WRITTEN PROBLEM
Pick out each line of the records that contains the word "skin" and copy those lines.

-- start of DATA --

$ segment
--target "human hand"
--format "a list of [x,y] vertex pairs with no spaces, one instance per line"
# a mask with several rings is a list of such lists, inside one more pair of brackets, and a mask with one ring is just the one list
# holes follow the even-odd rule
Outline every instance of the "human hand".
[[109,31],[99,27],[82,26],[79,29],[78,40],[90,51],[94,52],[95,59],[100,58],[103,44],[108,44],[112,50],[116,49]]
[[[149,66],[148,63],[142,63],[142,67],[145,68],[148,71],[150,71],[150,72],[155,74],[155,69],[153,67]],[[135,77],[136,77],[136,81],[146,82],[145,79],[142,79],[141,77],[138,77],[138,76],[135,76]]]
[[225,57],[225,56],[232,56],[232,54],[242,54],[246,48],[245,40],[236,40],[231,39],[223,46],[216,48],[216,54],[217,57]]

-- end of DATA --
-- start of DATA --

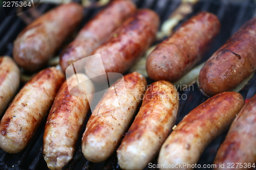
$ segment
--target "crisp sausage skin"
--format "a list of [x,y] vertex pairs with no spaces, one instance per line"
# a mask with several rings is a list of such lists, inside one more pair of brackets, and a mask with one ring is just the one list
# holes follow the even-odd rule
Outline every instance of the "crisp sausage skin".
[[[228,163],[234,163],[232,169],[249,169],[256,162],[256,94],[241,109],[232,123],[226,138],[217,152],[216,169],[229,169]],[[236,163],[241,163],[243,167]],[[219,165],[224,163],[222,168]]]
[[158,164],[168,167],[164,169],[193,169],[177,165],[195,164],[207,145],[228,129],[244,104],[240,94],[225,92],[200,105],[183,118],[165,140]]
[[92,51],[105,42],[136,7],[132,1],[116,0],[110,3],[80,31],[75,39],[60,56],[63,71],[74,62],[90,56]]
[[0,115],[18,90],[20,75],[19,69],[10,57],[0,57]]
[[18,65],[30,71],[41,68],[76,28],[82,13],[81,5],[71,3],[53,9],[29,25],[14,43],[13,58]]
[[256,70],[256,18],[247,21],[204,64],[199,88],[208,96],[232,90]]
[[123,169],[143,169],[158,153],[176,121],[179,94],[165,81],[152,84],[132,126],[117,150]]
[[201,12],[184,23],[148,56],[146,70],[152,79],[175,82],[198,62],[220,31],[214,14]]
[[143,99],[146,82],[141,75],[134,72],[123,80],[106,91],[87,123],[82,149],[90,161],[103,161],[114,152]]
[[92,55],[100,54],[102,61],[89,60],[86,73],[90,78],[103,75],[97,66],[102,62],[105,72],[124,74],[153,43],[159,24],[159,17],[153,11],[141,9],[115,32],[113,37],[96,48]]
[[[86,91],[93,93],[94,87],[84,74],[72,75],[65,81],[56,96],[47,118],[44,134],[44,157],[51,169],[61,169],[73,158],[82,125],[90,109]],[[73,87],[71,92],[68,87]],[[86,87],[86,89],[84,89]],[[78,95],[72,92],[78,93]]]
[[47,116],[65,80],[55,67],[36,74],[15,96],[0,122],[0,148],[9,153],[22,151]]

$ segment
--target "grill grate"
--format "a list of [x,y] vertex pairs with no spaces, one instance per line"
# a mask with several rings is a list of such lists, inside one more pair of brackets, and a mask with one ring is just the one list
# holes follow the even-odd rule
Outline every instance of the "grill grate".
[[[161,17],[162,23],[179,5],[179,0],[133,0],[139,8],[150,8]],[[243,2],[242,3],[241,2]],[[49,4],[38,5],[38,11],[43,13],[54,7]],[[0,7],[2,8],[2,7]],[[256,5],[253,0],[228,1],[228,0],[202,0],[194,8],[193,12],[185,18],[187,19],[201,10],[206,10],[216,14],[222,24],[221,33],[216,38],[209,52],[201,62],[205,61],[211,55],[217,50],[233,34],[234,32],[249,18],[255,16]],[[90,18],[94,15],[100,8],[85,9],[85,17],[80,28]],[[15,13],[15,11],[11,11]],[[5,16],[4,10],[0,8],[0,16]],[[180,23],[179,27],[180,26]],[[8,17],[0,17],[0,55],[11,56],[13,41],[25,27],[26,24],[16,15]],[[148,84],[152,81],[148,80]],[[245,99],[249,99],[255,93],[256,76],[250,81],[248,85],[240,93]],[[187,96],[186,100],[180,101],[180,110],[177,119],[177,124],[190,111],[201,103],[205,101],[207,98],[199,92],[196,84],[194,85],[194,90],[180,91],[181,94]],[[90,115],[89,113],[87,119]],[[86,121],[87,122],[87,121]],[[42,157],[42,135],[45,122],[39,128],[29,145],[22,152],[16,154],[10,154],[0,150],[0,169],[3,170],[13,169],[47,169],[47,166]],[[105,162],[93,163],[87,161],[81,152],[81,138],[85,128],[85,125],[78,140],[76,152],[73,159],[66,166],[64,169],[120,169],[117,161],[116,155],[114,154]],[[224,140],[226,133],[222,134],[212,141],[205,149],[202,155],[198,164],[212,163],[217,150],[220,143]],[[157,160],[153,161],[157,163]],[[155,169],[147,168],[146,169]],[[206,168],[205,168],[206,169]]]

-- end of DATA --
-- start of DATA --

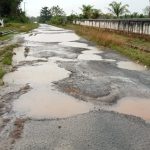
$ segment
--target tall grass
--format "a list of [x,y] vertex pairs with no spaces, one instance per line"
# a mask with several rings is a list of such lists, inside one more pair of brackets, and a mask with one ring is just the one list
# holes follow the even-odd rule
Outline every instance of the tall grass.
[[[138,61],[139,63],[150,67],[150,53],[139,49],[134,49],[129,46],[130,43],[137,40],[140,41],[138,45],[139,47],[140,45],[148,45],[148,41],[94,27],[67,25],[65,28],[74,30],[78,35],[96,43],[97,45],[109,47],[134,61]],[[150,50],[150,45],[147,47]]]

-- end of DATA --

COMPLETED TASK
--target "crisp sausage skin"
Outline every instance of the "crisp sausage skin".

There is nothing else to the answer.